# [Exercise]
Return the lines below word for word, omitting the pictures.
── Dataset content ──
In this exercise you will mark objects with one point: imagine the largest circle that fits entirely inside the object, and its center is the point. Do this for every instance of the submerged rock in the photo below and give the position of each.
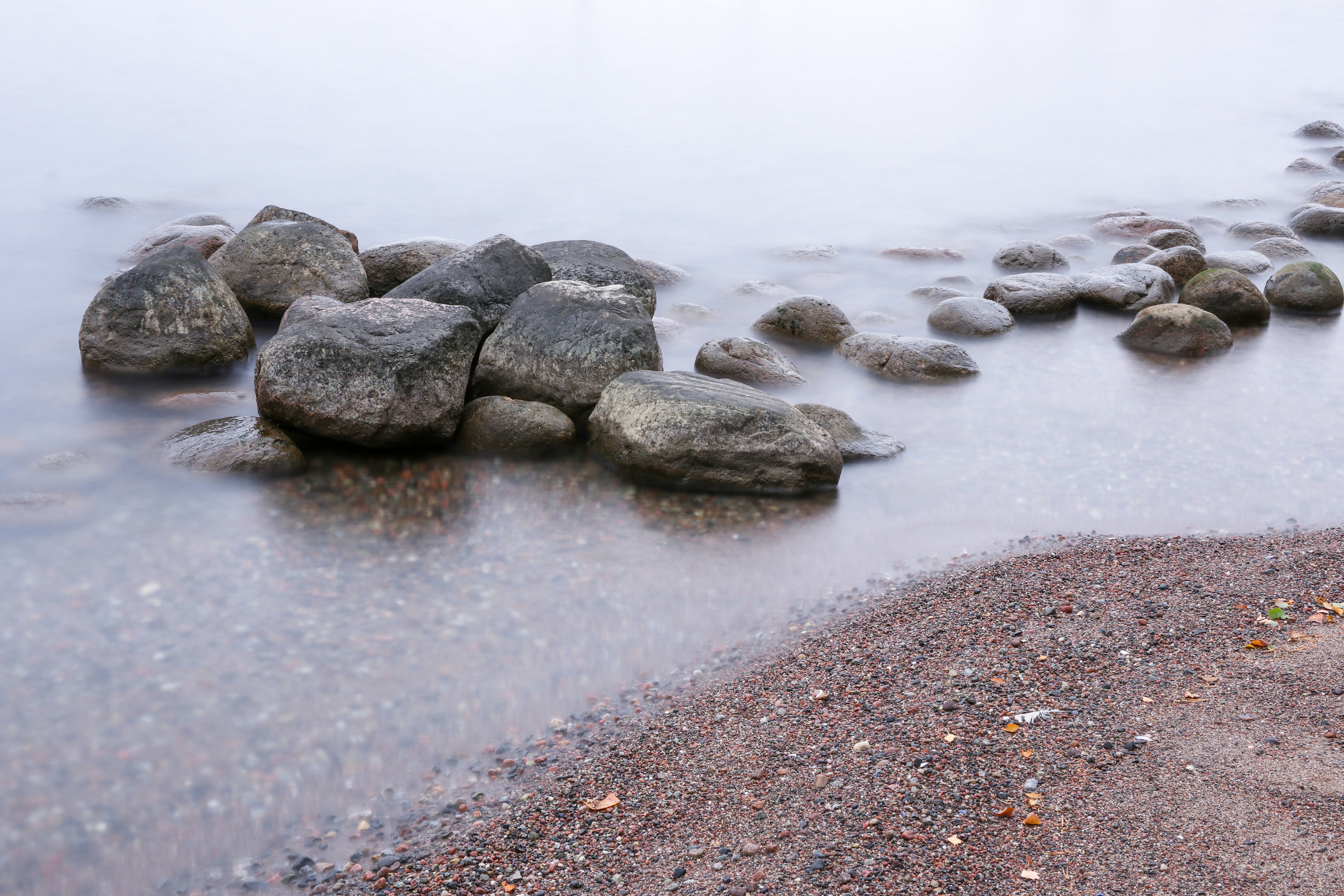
(171, 312)
(694, 432)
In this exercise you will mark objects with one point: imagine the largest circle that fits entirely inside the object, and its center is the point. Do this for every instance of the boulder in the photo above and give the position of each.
(171, 312)
(503, 425)
(392, 265)
(971, 316)
(600, 265)
(1034, 294)
(1178, 330)
(694, 432)
(486, 277)
(854, 441)
(1306, 287)
(1229, 295)
(746, 361)
(908, 358)
(808, 319)
(385, 373)
(1029, 256)
(562, 342)
(234, 445)
(272, 264)
(1182, 263)
(1127, 288)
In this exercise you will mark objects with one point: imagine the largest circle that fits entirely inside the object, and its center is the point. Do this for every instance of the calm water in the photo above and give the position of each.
(194, 667)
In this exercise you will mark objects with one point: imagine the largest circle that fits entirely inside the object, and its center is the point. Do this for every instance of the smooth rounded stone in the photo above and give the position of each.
(562, 342)
(1245, 261)
(600, 265)
(1177, 330)
(971, 316)
(392, 265)
(1315, 219)
(854, 441)
(385, 373)
(1306, 287)
(908, 358)
(808, 319)
(1035, 294)
(746, 361)
(171, 312)
(484, 277)
(1029, 256)
(503, 425)
(234, 445)
(694, 432)
(272, 264)
(1229, 295)
(1182, 263)
(1127, 288)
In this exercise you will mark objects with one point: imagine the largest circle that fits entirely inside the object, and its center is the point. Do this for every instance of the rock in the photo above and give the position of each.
(1027, 256)
(272, 264)
(562, 342)
(1178, 330)
(1127, 288)
(686, 430)
(1306, 287)
(234, 445)
(971, 316)
(1246, 261)
(746, 361)
(385, 373)
(392, 265)
(1182, 263)
(507, 426)
(600, 265)
(1034, 294)
(855, 443)
(1319, 221)
(1229, 295)
(908, 358)
(808, 319)
(486, 277)
(171, 312)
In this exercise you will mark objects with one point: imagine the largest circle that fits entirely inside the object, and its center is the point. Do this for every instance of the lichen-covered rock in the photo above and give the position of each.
(694, 432)
(908, 358)
(171, 312)
(1178, 330)
(234, 445)
(385, 373)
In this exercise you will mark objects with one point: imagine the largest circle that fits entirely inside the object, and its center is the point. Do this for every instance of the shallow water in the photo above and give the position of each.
(193, 664)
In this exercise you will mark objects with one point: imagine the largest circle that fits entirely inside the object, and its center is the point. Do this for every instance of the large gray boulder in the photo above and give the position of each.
(1050, 295)
(272, 264)
(562, 342)
(600, 265)
(385, 373)
(486, 277)
(1177, 330)
(1127, 288)
(1309, 288)
(694, 432)
(234, 445)
(854, 441)
(1229, 295)
(908, 358)
(171, 312)
(746, 361)
(392, 265)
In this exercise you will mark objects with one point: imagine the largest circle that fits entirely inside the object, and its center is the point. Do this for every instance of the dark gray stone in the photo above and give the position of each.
(693, 432)
(173, 312)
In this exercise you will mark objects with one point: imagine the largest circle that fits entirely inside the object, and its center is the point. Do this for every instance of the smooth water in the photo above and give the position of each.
(191, 664)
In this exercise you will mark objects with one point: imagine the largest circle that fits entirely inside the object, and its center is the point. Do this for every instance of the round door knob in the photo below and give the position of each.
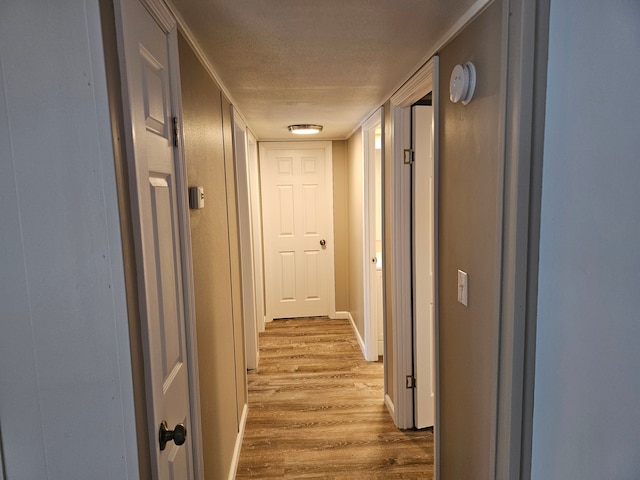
───
# [Completed exercise]
In this exercise you will mark objects with one point: imagine the largest circle that fits entirely inside the object, and its center is the point. Do this for every instance of the submerged rock in the photo below and give the position of each.
(171, 312)
(694, 432)
In this exercise you will mark objects with one point: imagine the largest circle that fits entirely inside the object, and its center is the point. Do this for every instance of the boulder in the photo above and give the position of each.
(171, 312)
(503, 425)
(392, 265)
(971, 316)
(600, 265)
(1034, 294)
(1178, 330)
(694, 432)
(486, 277)
(854, 441)
(1306, 287)
(1229, 295)
(746, 361)
(908, 358)
(808, 319)
(385, 373)
(1029, 256)
(562, 342)
(234, 445)
(272, 264)
(1182, 263)
(1127, 288)
In this exercise you will mark objects with one point: imagine the largest circle that fits entirely inside the object, and its center is the point. Do this for every instance of the calm water in the photo above and give the position of each.
(194, 667)
In this exercise you will mark objects with one point: imagine the largest circle that fits entirely inside the object, and its center is the point. Do this for every instance of the smooth rounded stone in the photo above and give the position of each.
(562, 342)
(1245, 261)
(600, 265)
(1177, 330)
(971, 316)
(392, 265)
(1315, 219)
(854, 441)
(385, 373)
(1306, 287)
(908, 358)
(808, 319)
(1035, 294)
(746, 361)
(171, 312)
(484, 277)
(1029, 256)
(503, 425)
(234, 445)
(694, 432)
(272, 264)
(1229, 295)
(1182, 263)
(1127, 288)
In this exercise you will mark objects with one point: imagine the largest circle that fits entirely inside the object, and its center is the point. Do this for every instance of the rock in the photo above and give the position of each.
(1027, 256)
(272, 264)
(562, 342)
(1178, 330)
(1127, 288)
(686, 430)
(1306, 287)
(234, 445)
(971, 316)
(1246, 261)
(746, 361)
(385, 373)
(392, 265)
(1182, 263)
(507, 426)
(600, 265)
(1034, 294)
(855, 443)
(1319, 221)
(1229, 295)
(908, 358)
(808, 319)
(486, 277)
(171, 312)
In this exercise you will mark objects with one point: imagine the largest circle that fits entirely inside the object, and its center is the point. Do this for every instance of the lichen-covered rock in the photo above and give the position of each.
(694, 432)
(908, 358)
(171, 312)
(1178, 330)
(234, 445)
(385, 373)
In this exercise you will mark objects with one point: imagine the largest circle that fits entirely inside the object, and its center is the point. Do this for every instance of the shallow water in the photo above and give the position of each.
(193, 664)
In this exercise you will mark objects with one point: imagine the largest circle that fits entirely inside the object, and its center is the point. Do this for every instance of the large gray boulder in the photo above and give the position of each.
(1050, 295)
(272, 264)
(562, 342)
(600, 265)
(385, 373)
(486, 277)
(1177, 330)
(1127, 288)
(1309, 288)
(694, 432)
(234, 445)
(854, 441)
(1229, 295)
(908, 358)
(171, 312)
(746, 361)
(392, 265)
In this exercise you will mark objects with one point: imagine the largest circle that fits entirely inside the object, and its center is the point. Do this for every instance of the dark gray stone in the photo above and give the position of each.
(693, 432)
(173, 312)
In this exercise you will mark objects with one point: imagine the largest circle that fits entirely inside the object, and its center is the point. Do this for every instance of the smooth water in the photo above and give the position of each.
(191, 664)
In this exercise you will mark objects with one point: imagine the largest circle that fits entirely inside the object, and its center is the point. Do this for every instance of the round door knob in the photo below and give the position of each.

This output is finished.